Mr. MacMillan has released the Company and its affiliates from, and provided a complete waiver of, any and all claims that he or his representatives had, have or may have against them. The Company has released Mr. MacMillan from, and provided a complete waiver of, any and all claims that the Company or its affiliates had, have or may have against him, except for any claim that he committed a crime or engaged in gross negligence, fraud or willful misconduct. Mr. MacMillan has agreed to customary restrictive covenants, including that he not disclose confidential information and that, for a period of two years following the Separation Date, he will not compete with the Company or its affiliates or solicit their business, customers, suppliers or employees, subject to certain exceptions. In the event of a final non-appealable judicial determination that he has materially breached the restrictive covenants, Mr. MacMillan would be required to repay to the Company the $5,500,000 payment as well as the portion of any gain realized from the exercise of any stock option that is attributable to an increase in the value of the Common Stock occurring more than 30 days after the Separation Date and the proceeds realized upon vesting of any performance stock units or, if such determination occurs prior to the vesting date in 2014, the performance stock units would be forfeited. Any unexercised options at the determination date would also be forfeited.

* _REQUESTS_
**a)** Condense the paragraph of the separation terms passage that begins "Mr. MacMillan has released" into a short bulleted list, keeping its main facts.
**b)** Extend the passage on Mr. MacMillan's separation terms with a few more sentences that pick up right after its final sentence.

* _DATA SUPPLIED_
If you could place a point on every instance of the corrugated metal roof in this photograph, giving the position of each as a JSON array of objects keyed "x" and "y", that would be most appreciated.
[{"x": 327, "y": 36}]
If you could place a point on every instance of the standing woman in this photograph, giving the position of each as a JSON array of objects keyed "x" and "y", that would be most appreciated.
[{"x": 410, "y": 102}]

==

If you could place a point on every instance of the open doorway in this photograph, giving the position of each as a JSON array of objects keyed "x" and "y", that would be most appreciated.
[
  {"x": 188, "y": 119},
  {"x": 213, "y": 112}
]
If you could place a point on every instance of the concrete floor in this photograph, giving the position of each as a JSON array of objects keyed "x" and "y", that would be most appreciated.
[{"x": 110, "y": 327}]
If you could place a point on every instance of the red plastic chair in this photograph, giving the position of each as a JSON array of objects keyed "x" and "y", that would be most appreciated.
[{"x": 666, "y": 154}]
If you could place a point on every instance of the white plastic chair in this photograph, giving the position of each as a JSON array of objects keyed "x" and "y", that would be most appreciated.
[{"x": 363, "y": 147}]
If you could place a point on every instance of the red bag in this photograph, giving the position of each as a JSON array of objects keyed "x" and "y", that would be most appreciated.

* _EXPECTED OUTPUTS_
**a)**
- Mr. MacMillan fully released the Company and its affiliates from all claims he or his representatives had, have or may have against them.
- The Company released him from all its and its affiliates' claims against him, except claims of crime, gross negligence, fraud or willful misconduct.
- He agreed to customary restrictive covenants: no disclosure of confidential information and, for two years after the Separation Date, no competing with the Company or its affiliates and no soliciting their business, customers, suppliers or employees, with certain exceptions.
- If a final non-appealable judicial ruling finds he materially breached these covenants, he must repay:
  - the $5,500,000 payment
  - the part of any stock option gain that comes from a rise in Common Stock value more than 30 days after the Separation Date
  - the proceeds from vested performance stock units
- If that ruling comes before the 2014 vesting date, the performance stock units are forfeited instead.
- Any options still unexercised at the time of the ruling are also forfeited.

**b)**
The summary description of the Resignation Agreement and General Release contained in this Current Report on Form 8-K is not complete
and is qualified in its entirety by, and should be read in conjunction with, the complete text of the Agreement, which is filed as Exhibit 10.1 to this Current Report on Form 8-K and is incorporated herein by reference.
ITEM 9.01 | FINANCIAL STATEMENTS AND EXHIBITS |
(d) | Exhibits |
10.1 Resignation Agreement and General Release dated February 21, 2012 by and between Stryker Corporation and Stephen P. MacMillan. |
SIGNATURES
Pursuant to the requirements of the Securities Exchange Act of 1934, the registrant has duly caused this report to be signed on its behalf by the undersigned hereunto duly authorized.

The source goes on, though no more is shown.